__What you have to do__
In the material below, some lines carry "Present". Copy each such line.
######
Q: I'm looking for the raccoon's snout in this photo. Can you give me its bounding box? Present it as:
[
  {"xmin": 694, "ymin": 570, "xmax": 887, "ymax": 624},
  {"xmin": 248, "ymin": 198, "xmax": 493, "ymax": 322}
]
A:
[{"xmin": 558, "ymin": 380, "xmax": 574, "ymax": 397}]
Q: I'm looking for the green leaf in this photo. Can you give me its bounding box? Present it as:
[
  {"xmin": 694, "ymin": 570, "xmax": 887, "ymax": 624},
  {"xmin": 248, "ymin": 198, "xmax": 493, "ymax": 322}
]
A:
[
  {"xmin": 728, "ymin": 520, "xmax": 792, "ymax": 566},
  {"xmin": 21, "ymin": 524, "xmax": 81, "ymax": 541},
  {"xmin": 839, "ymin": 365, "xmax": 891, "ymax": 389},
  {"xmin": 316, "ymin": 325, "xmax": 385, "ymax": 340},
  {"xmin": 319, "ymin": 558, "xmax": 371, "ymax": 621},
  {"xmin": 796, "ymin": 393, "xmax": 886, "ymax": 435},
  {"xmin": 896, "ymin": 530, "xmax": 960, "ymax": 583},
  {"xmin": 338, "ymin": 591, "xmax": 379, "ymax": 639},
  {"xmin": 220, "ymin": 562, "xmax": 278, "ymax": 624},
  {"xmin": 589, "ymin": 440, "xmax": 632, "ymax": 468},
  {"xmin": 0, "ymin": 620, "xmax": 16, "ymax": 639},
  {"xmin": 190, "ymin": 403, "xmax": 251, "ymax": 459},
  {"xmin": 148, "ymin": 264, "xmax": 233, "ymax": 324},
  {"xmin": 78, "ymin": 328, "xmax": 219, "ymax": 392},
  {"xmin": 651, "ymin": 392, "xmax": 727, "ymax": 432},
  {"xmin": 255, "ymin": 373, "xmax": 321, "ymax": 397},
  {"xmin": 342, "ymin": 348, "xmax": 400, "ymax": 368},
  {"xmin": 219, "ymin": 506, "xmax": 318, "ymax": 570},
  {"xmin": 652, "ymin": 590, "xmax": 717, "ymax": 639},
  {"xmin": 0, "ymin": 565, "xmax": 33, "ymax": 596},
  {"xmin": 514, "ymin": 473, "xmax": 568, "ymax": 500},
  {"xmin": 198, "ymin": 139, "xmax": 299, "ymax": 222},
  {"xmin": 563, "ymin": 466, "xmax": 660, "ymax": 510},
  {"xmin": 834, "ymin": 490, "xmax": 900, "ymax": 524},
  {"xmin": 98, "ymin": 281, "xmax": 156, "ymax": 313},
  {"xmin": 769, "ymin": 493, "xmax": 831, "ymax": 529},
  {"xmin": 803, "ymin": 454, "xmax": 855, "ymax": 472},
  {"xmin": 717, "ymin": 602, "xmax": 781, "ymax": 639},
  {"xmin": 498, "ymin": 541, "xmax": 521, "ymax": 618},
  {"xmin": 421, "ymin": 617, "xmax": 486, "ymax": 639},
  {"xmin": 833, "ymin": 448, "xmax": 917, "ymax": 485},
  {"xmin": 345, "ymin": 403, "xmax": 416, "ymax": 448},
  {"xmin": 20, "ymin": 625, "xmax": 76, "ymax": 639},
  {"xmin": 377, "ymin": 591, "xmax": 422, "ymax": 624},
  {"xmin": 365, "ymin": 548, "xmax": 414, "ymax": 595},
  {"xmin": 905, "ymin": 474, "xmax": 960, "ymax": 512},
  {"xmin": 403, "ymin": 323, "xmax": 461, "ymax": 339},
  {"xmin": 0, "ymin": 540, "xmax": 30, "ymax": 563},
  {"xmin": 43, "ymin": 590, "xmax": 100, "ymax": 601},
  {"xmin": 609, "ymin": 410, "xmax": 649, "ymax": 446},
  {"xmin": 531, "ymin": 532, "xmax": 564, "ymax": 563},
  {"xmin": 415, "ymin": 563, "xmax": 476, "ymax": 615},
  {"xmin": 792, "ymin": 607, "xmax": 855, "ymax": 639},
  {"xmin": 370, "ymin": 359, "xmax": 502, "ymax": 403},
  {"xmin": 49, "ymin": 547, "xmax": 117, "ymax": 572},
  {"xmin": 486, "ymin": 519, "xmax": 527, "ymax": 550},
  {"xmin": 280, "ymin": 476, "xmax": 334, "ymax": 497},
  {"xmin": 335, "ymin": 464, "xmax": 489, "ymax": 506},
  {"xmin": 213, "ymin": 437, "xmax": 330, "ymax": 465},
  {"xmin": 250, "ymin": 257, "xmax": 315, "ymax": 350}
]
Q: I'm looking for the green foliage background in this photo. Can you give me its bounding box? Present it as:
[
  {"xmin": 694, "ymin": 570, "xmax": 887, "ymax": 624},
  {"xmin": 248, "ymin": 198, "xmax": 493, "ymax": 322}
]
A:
######
__Exercise output__
Q: I'm looking for the raccoon's snout in this photo. Can you give me its bounding box? Present it as:
Q: I'm looking for the green leaf in this photo. Can you give me its bounding box? Present it as:
Q: I'm looking for the green foliage background in this photo. Can you give me its bounding box? Present it as:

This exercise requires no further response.